# [EXERCISE BRIEF]
Please list every country that the garnet pitta article below names as part of the bird's range.

***** PAGE EXTRACT

Scientific classification
- Kingdom: Animalia
- Phylum: Chordata
- Class: Aves
- Order: Passeriformes
- Family: Pittidae
- Genus: Erythropitta
- Species: E. granatina
- Binomial name: Erythropitta granatina (Temminck, 1830)
- Synonyms: Pitta granatina

= Garnet pitta =

- Genus: Erythropitta
- Species: granatina
- Authority: (Temminck, 1830)
- Conservation status: NT
- Synonyms: Pitta granatina

Species of bird

The garnet pitta (Erythropitta granatina) is a species of bird in the family Pittidae. It is found in Brunei, Indonesia, Malaysia, Myanmar, Singapore, and Thailand. Its natural habitat is subtropical or tropical moist lowland forest. It is threatened by habitat loss. The form occurring in the Malaysian state of Sabah has been split as the black-crowned pitta (Erythropitta ussheri).

==Diet==
The garnet pitta is an insectivore, feeding mainly on ants, wood grubs, cockroaches, and beetles.

== Characteristics ==

The Garnet pitta is about 17 cm long. The bird has a black head with a bright blue stripe at the eyebrows and a red cap. The breast is dark blue at the top, and carmine red beneath. The back and wings are bright blue. Juvenile pittas have a mostly brown color (see illustration).

==Breeding==
Pairs mate between March and August. A pair will lay a clutch of two eggs.

== Status ==

The Garnet pitta is considered as near threatened on the IUCN red list. Its natural habitat is threatened by systematic illegal deforestation and damaging forest fires.

**********
***** RECORDS SUPPLIED

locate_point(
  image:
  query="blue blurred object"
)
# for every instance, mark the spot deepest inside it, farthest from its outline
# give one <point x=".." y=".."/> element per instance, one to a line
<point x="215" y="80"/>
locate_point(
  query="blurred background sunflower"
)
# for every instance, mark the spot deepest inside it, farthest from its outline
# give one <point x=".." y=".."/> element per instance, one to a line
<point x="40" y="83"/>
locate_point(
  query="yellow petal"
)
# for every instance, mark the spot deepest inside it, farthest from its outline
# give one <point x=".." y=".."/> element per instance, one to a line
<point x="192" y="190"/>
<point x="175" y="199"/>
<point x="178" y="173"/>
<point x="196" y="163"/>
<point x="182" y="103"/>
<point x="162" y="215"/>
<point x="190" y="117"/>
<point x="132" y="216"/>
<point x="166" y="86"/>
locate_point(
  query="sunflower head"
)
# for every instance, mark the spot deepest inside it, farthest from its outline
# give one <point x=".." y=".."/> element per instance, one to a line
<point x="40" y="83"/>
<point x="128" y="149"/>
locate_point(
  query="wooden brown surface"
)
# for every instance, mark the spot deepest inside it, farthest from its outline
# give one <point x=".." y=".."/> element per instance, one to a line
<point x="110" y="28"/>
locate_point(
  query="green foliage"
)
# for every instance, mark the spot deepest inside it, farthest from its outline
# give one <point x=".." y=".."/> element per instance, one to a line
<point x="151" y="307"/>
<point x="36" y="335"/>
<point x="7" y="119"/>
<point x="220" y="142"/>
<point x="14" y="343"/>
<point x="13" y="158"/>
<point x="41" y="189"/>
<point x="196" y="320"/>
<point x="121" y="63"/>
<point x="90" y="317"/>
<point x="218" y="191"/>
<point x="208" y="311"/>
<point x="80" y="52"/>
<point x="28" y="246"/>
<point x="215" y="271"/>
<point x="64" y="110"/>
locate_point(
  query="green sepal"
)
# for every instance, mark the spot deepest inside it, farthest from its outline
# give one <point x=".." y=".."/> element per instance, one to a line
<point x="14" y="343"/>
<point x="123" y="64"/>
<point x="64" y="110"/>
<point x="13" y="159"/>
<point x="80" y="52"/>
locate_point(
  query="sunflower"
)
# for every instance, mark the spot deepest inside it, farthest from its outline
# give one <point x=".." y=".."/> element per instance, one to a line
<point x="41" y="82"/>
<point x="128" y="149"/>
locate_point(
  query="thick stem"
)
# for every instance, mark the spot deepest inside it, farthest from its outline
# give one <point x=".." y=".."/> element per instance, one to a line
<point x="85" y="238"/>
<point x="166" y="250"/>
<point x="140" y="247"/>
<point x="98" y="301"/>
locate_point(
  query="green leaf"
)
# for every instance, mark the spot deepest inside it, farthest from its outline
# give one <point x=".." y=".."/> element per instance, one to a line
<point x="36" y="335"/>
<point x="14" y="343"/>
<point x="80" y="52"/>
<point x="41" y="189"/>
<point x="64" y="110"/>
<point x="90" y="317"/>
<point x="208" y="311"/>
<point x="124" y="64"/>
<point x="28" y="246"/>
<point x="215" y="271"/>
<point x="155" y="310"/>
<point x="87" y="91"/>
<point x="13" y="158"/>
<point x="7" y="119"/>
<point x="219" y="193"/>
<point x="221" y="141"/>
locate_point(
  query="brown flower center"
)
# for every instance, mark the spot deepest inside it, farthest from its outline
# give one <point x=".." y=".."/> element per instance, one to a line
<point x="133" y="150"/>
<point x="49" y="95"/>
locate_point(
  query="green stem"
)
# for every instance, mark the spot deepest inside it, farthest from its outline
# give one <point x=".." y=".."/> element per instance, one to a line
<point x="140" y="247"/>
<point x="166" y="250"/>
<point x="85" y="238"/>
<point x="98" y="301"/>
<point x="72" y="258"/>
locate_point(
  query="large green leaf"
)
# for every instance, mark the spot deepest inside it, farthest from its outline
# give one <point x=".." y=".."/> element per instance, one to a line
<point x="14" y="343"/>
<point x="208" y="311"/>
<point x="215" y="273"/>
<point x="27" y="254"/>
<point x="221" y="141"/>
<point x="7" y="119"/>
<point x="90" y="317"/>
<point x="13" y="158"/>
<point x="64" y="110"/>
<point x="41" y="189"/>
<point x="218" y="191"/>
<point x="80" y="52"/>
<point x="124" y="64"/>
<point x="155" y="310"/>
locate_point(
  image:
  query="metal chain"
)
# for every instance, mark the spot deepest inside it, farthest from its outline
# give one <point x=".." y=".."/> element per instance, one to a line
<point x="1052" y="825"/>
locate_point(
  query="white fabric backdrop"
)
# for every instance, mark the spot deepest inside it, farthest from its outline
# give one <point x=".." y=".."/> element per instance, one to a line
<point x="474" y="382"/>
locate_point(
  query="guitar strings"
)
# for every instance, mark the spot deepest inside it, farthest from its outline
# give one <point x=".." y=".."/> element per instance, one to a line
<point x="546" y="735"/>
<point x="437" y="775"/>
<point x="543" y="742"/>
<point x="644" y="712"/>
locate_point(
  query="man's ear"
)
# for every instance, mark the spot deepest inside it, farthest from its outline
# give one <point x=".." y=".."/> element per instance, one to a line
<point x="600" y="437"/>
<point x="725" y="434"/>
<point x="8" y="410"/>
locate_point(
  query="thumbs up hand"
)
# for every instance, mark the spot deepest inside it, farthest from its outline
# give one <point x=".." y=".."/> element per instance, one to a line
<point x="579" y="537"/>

**********

# [SOLUTION TO THIS TASK]
Brunei, Indonesia, Malaysia, Myanmar, Singapore, Thailand